WORK TASK
The answer must consist of every line below containing "negative".

BEGIN PROVIDED ENTRIES

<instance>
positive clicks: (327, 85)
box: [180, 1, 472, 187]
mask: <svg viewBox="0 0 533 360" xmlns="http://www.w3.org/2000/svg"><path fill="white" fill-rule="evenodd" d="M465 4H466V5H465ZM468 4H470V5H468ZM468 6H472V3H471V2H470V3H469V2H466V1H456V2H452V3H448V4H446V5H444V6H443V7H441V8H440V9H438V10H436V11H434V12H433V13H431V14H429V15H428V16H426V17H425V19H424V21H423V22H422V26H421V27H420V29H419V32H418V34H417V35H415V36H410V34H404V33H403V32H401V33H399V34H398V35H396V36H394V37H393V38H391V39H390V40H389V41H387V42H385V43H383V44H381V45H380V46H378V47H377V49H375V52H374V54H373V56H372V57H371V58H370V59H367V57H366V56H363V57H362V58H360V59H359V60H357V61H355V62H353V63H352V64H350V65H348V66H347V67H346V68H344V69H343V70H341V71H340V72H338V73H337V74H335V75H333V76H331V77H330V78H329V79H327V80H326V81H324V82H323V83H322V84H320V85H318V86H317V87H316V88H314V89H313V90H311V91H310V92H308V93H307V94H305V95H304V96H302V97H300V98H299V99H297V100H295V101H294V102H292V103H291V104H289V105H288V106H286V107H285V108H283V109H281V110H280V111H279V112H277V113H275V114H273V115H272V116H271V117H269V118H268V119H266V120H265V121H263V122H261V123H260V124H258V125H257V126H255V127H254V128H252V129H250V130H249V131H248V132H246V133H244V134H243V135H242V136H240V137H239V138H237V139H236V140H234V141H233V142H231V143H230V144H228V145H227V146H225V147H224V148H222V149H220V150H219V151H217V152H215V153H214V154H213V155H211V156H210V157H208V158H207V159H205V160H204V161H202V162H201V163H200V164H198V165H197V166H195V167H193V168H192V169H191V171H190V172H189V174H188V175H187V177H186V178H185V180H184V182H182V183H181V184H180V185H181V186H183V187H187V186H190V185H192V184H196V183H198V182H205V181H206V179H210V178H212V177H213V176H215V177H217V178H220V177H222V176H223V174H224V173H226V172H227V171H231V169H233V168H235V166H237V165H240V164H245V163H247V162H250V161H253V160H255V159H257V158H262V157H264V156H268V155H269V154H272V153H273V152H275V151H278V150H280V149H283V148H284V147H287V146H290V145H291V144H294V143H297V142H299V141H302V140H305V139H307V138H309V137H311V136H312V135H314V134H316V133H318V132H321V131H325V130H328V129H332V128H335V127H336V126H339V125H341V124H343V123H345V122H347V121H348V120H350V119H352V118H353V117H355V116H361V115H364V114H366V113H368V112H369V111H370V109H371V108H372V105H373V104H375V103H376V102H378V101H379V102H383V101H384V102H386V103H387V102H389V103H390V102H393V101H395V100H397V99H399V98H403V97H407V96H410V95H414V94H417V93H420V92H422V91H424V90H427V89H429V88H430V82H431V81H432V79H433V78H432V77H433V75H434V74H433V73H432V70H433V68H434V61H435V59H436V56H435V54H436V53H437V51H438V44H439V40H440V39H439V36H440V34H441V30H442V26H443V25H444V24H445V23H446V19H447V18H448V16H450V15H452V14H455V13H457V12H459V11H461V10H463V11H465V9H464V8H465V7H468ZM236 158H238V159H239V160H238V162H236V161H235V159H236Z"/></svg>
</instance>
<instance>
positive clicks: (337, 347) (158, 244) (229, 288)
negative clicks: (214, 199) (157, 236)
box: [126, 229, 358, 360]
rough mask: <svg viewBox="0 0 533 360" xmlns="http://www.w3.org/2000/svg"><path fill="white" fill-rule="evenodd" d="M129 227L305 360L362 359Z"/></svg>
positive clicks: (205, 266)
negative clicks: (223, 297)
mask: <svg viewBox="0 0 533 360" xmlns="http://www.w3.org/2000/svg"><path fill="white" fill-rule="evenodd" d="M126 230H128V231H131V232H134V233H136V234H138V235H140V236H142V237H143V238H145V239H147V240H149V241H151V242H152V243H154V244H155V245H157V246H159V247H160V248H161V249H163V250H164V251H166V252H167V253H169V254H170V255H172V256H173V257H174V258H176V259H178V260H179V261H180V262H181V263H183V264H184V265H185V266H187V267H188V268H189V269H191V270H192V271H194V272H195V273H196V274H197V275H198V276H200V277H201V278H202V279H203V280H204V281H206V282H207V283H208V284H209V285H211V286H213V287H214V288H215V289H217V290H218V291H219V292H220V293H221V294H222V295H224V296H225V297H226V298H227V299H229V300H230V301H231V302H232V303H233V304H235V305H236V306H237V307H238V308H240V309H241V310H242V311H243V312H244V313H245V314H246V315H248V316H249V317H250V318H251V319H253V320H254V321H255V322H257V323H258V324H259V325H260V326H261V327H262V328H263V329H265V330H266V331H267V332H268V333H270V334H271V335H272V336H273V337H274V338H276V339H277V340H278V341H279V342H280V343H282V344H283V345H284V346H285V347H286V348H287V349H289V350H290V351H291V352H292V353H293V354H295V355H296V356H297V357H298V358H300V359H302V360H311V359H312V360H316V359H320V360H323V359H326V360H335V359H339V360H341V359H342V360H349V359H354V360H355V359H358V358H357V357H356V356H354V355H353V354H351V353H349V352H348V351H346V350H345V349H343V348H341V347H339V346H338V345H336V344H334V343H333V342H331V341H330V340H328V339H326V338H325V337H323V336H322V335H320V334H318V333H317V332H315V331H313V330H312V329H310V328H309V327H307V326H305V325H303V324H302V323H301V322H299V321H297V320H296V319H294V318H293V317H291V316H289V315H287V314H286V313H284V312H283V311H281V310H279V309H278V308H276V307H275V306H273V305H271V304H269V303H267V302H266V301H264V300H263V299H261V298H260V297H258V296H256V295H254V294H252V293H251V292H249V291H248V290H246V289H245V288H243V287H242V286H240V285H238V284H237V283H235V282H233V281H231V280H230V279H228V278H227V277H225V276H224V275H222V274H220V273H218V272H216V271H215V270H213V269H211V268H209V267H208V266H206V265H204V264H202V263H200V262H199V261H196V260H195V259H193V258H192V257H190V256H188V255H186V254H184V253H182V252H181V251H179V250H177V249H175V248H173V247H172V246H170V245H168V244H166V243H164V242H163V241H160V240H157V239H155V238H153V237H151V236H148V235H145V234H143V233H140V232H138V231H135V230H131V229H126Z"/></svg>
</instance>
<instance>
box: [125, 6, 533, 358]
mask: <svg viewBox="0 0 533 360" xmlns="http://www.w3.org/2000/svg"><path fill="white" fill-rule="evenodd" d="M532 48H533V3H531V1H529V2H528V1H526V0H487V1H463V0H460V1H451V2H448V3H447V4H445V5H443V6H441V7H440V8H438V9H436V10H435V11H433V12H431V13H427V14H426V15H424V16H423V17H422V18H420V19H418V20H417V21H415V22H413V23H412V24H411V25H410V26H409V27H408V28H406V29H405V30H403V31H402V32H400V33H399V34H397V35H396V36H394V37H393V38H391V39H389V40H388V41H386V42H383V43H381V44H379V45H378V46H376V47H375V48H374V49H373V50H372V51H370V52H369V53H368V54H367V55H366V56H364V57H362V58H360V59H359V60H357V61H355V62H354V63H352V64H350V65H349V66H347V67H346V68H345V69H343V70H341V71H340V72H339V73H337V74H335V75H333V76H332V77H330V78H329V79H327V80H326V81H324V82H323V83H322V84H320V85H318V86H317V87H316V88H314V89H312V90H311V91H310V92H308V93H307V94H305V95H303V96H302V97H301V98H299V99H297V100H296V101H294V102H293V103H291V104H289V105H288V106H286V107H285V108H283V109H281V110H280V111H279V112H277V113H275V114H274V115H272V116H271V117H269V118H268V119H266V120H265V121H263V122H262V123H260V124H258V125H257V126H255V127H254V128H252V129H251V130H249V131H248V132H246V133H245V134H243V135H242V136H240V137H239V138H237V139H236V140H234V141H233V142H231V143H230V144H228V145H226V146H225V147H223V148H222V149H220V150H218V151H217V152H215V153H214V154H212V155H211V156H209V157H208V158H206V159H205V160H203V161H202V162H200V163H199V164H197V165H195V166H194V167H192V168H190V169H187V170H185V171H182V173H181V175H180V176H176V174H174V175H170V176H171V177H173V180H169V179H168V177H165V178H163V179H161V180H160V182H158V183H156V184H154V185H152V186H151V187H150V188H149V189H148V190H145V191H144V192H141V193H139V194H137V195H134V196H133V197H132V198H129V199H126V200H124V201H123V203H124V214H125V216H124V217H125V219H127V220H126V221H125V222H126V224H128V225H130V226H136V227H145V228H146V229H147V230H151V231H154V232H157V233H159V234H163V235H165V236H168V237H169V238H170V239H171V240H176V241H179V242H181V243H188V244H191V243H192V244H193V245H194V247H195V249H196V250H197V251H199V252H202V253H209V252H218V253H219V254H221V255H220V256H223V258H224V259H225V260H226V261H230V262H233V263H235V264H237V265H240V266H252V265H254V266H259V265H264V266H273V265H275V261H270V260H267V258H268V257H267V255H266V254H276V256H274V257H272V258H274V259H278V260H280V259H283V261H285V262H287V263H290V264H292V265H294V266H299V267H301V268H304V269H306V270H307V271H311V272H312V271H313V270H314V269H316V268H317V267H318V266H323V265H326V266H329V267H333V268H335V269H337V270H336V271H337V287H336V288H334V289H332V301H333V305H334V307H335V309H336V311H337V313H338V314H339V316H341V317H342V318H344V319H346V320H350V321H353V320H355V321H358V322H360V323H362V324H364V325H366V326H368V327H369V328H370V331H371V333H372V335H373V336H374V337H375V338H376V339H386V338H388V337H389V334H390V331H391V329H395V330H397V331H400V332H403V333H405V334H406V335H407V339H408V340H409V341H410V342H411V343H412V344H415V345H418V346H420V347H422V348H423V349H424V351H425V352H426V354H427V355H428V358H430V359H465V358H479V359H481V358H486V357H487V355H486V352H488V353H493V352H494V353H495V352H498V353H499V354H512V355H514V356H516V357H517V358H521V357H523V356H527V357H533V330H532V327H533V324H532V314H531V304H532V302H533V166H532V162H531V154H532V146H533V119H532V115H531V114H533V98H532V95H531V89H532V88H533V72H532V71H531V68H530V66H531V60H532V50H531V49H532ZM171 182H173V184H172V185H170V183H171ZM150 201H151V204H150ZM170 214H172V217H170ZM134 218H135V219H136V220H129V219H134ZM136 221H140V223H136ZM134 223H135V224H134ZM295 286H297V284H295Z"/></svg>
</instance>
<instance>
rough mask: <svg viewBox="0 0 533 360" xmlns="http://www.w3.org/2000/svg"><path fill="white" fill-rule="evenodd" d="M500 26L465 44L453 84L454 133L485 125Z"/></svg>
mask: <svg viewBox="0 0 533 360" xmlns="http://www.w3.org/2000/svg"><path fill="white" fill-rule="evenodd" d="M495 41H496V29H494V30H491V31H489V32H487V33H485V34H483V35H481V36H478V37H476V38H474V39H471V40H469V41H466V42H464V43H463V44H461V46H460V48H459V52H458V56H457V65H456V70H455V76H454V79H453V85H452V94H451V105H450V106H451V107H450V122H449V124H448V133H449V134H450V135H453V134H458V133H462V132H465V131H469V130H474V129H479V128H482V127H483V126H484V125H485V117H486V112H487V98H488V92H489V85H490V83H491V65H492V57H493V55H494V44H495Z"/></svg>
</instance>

END PROVIDED ENTRIES

RESPONSE TO THE TASK
negative clicks: (214, 199) (157, 236)
negative clicks: (223, 297)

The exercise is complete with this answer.